----- Texto proporcionado

Vivir este puente de Andalucía en Níjar, un destino que lo tiene todo
Más allá del sol y la playa, el municipio revela todo su potencial durante el invierno y primavera

Una vista aérea del Parque Natural Cabo de Gata Níjar donde se funde mar y tierra.
El 28 de febrero es una fecha para celebrar Andalucía, y qué mejor manera de hacerlo que recorriendo uno de sus rincones más auténticos y representativos. Si bien los más valientes pueden ya bañarse en sus aguas, Níjar es mucho más que su costa. Con sus senderos, miradores y su histórica Villa, se convierte en el destino perfecto para una escapada en estas fechas sin tener que acudir al reclamo del sol y la playa.
En estas semanas previas a la primavera, cuando el sol ya calienta sin abrasar y el aire aúnes fresco, los senderos de Níjar invitan a perderse. El municipio ha recopilado en una guía los itinerarios más espectaculares de su gran término municipal. Rutas que llevan a miradores donde el paisaje se despliega en toda su grandeza, como el del faro de Cabo de Gata o la Torre de los Lobos.
El parque y la Villa
El Parque Natural es, sin duda, el gran protagonista de esta escapada. Con sus 50 kilómetros de costa acantilada, es el primer espacio marítimo-terrestre protegido de Andalucía y un tesoro natural reconocido por la UNESCO. Sus senderos atraviesan antiguos cortijos, minas abandonadas y fortalezas centenarias, como el Cortijo del Fraile—inspiración para uno de los andaluces más insignes, Federico García Lorca y su obra ‘Bodas de Sangre’—, la Torre de los Alumbres o los castillos de San Ramón y San Felipe.

----------
----- Datos analizados

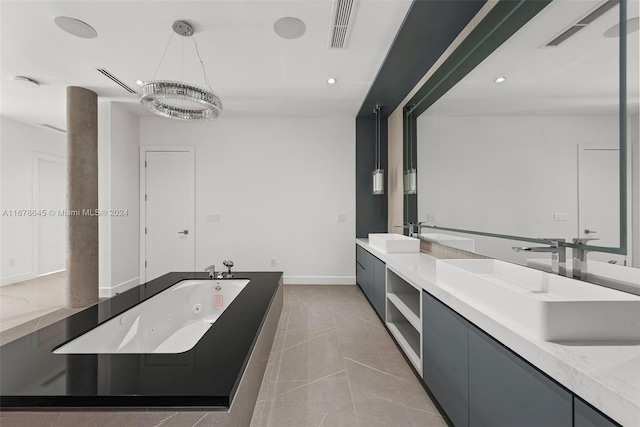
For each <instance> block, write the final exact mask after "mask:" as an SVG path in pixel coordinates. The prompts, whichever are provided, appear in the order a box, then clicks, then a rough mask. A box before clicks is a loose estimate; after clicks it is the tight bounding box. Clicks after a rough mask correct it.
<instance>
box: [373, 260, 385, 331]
mask: <svg viewBox="0 0 640 427" xmlns="http://www.w3.org/2000/svg"><path fill="white" fill-rule="evenodd" d="M386 297H387V266H386V264H385V263H384V262H382V261H380V260H379V259H378V258H376V257H373V301H372V302H373V308H375V310H376V311H377V312H378V316H380V318H381V319H382V321H383V322H384V321H385V319H386V317H387V316H386V314H387V313H386V309H385V307H386V306H385V302H386V301H385V299H386Z"/></svg>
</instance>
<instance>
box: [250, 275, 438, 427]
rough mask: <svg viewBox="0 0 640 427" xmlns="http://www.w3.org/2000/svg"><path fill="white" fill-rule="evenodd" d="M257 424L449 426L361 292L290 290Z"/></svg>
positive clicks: (354, 290) (260, 425)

----------

§ Actividades propuestas:
1. Transcriba literalmente el fragmento del texto sobre Níjar que comienza en las palabras que contienen "El 28 de febrero" y termina después de "y la playa.".
2. Retome el texto sobre Níjar y continúelo a partir de su última oración.

§ Resultados por orden:
1.
El 28 de febrero es una fecha para celebrar Andalucía, y qué mejor manera de hacerlo que recorriendo uno de sus rincones más auténticos y representativos. Si bien los más valientes pueden ya bañarse en sus aguas, Níjar es mucho más que su costa. Con sus senderos, miradores y su histórica Villa, se convierte en el destino perfecto para una escapada en estas fechas sin tener que acudir al reclamo del sol y la playa.

2.
Para completar la experiencia, nada mejor que perderse en la Villa de Níjar, un pueblo que destila encanto en cada callejuela. Su trazado de origen árabe, sus casas encaladas de blanco Andalucía y sus talleres artesanales la han convertido en uno de ‘Los Pueblos Más Bonitos de España’. Aquí, las milenarias tradiciones de la alfarería y el esparto siguen vivas, atrayendo a quienes buscan piezas artesanales hechas a mano.
Huebro, con sus vistas panorámicas, es el broche perfecto para la jornada, haciendo la ruta de los molinos que va desde la Villa hasta esta pedanía encaramada en la montaña. Desde su cima, Níjar se muestra en todo su esplendor: el Campo de Níjar a los pies, el Parque Natural y el mar en el horizonte y la sensación de estar en un lugar irrepetible en Andalucía, España e incluso el mundo.
Este puente, no hay mejor manera de darnos un homenaje que escaparse a este rincón de todos los almerienses, donde la historia viva, la naturaleza salvaje y la tradición se encuentran en cada hito del camino.